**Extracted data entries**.
******

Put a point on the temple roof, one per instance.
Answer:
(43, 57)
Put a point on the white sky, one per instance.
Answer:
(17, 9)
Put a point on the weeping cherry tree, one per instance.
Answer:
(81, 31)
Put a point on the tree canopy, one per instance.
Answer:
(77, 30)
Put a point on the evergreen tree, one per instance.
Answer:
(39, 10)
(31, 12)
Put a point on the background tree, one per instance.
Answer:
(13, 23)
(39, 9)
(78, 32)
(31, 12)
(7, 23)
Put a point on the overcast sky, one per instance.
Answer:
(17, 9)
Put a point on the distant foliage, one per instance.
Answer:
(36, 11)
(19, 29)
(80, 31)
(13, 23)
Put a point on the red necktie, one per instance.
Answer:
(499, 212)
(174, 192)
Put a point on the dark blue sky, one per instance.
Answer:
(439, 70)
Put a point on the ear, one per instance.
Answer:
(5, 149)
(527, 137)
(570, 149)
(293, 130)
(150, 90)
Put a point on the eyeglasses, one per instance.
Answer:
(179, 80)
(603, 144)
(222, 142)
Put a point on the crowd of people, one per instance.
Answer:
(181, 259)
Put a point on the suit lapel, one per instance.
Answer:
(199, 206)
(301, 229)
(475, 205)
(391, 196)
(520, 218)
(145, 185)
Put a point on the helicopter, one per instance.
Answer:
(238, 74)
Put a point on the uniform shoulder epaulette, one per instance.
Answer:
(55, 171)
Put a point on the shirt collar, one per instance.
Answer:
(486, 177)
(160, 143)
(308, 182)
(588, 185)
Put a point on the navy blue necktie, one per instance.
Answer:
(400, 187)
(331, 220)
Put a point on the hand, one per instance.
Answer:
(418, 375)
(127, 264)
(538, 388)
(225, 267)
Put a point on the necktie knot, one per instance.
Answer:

******

The reply should consist of the records, reproduced exactly.

**SOLUTION FOR THIS EXERCISE**.
Put a point on the temple roof, one per instance.
Answer:
(43, 57)
Put a point on the white sky, one per instance.
Answer:
(17, 9)
Put a point on the weeping cherry tree, one per instance.
Answer:
(81, 31)
Put a point on the tree canopy, one per instance.
Answer:
(77, 30)
Put a point on the evergreen tree, one per instance.
Answer:
(39, 10)
(31, 12)
Put a point on the background tree, one per instance.
Answer:
(13, 23)
(39, 9)
(78, 32)
(31, 12)
(7, 23)
Put a point on the overcast sky, one per instance.
Answer:
(17, 9)
Put a point on the distant foliage, one per instance.
Answer:
(36, 11)
(19, 29)
(80, 31)
(13, 23)
Put a point on the red necktie, one per instance.
Answer:
(499, 212)
(174, 192)
Put a point on the dark blue sky, one per instance.
Answer:
(439, 70)
Put a point on the ear, one per instance.
Answer:
(5, 149)
(527, 137)
(570, 149)
(293, 130)
(150, 90)
Put a point on the eyeglasses, one per instance.
Answer:
(179, 80)
(603, 144)
(222, 142)
Put a point on the crowd of people, one per instance.
Answer:
(181, 259)
Put a point on the suit lapel, one per instance.
Answer:
(199, 206)
(301, 229)
(475, 205)
(391, 196)
(520, 218)
(145, 185)
Put a point on the helicopter, one per instance.
Answer:
(238, 74)
Put a point on the uniform shoulder epaulette, one per instance.
Answer:
(55, 171)
Put a point on the shirt collar, one per instance.
Answer:
(486, 177)
(160, 143)
(308, 182)
(588, 185)
Put a point on the navy blue necktie, one per instance.
Answer:
(400, 187)
(331, 220)
Put a point on the hand, one per instance.
Answer:
(418, 375)
(127, 264)
(538, 388)
(225, 267)
Put a point on the necktie knot, one per instance.
Answer:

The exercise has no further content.